Excerpt
Location: Dairy Forage ResearchTitle: Genome-wide association analysis based on multiple imputation with low-depth GBS data: application to biofuel traits in reed canarygrass
|RAMSTEIN, GUILLAUME - UNIVERSITY OF WISCONSIN|
|LU, FEI - CORNELL UNIVERSITY - NEW YORK|
|LIPKA, ALEXANDER - UNIVERSITY OF ILLINOIS|
|COSTICH, DENISE - INTERNATIONAL MAIZE & WHEAT IMPROVEMENT CENTER (CIMMYT)|
|CHERNEY, JEROME - CORNELL UNIVERSITY - NEW YORK|
|Buckler, Edward - Ed|
Submitted to: G3, Genes/Genomes/Genetics
Publication Type: Peer Reviewed Journal
Publication Acceptance Date: 3/10/2015
Publication Date: 5/1/2015
Publication URL: http://handle.nal.usda.gov/10113/62401
Citation: Ramstein, G., Lu, F., Lipka, A., Costich, D., Cherney, J., Casler, M.D., Buckler IV, E.S. 2015. Genome-wide association analysis based on multiple imputation with low-depth GBS data: application to biofuel traits in reed canarygrass. G3, Genes/Genomes/Genetics. 5(5):891-909.
Interpretive Summary: Reed canarygrass is a potentially important biofuel species, but very little is known about the genetic control of important biofuel traits. In this study, modern genotyping methods were combined with modern statistical methodology to identify nine chromosomal regions of reed canarygrass associated with biofuel traits, such as plant height, plant vigor, and biomass quality. This study provides one of the first applications of multiple imputation methods to identify significant associations between genetic markers and biomass traits and will be of value to many other scientists working on marker-trait associations in other minor species that do not possess a sequenced reference genome.

[Items listed in a dataset]
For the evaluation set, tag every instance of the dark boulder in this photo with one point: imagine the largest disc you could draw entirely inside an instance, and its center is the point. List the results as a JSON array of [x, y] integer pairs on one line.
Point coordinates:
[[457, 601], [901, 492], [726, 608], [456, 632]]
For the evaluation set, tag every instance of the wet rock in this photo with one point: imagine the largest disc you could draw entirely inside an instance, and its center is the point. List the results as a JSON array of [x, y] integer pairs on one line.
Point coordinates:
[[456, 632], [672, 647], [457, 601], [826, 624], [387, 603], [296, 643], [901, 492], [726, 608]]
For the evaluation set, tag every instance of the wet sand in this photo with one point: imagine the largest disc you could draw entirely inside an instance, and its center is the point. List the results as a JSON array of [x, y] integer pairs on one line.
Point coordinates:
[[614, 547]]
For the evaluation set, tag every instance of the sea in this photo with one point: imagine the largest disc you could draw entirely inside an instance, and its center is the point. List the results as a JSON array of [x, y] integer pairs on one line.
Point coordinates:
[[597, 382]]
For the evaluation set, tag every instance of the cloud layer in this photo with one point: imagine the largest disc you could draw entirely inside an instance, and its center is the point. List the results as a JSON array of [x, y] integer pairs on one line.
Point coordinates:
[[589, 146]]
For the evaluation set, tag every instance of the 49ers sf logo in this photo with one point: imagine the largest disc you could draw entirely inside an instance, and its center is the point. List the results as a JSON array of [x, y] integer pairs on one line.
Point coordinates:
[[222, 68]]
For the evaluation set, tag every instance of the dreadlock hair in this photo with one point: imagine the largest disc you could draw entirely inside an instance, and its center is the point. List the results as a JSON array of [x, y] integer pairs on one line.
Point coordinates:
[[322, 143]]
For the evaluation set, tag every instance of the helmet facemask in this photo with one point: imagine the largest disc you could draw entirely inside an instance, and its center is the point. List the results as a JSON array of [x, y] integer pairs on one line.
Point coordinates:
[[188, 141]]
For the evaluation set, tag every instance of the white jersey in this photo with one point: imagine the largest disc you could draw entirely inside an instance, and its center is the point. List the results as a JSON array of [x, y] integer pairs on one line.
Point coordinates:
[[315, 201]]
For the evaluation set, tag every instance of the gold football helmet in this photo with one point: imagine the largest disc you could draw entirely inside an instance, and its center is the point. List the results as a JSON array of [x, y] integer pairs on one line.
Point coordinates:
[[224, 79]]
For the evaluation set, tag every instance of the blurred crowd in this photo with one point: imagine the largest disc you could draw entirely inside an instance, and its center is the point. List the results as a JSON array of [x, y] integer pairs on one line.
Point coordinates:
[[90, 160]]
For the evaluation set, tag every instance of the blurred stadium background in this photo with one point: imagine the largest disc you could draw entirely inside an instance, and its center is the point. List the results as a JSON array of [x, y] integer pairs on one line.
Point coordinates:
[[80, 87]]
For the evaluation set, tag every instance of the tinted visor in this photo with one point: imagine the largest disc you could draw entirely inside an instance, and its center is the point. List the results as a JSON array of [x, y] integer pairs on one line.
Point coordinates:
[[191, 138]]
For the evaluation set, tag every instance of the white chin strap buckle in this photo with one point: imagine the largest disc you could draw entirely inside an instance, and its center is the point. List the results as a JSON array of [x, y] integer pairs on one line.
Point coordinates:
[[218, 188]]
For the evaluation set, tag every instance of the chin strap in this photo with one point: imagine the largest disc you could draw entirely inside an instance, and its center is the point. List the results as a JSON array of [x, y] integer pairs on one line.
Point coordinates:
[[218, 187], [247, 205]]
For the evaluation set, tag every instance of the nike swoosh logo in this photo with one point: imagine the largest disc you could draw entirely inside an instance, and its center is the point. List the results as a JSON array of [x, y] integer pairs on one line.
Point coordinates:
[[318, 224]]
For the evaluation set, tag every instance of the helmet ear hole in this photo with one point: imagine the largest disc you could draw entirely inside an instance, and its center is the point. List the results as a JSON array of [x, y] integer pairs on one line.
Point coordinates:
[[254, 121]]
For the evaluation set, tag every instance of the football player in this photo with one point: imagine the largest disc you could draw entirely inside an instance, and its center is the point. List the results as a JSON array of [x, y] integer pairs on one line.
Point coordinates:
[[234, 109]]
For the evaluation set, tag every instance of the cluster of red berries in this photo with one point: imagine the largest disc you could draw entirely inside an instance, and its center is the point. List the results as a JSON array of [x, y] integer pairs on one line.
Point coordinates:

Task set
1. According to the publication record, how many chromosomal regions of reed canarygrass did the study find to be associated with biofuel traits?
2. Print the publication record from "Interpretive Summary: Reed" to "sequenced reference genome.".
Work only from the publication record.

Set of answers
1. Nine.

2.
Interpretive Summary: Reed canarygrass is a potentially important biofuel species, but very little is known about the genetic control of important biofuel traits. In this study, modern genotyping methods were combined with modern statistical methodology to identify nine chromosomal regions of reed canarygrass associated with biofuel traits, such as plant height, plant vigor, and biomass quality. This study provides one of the first applications of multiple imputation methods to identify significant associations between genetic markers and biomass traits and will be of value to many other scientists working on marker-trait associations in other minor species that do not possess a sequenced reference genome.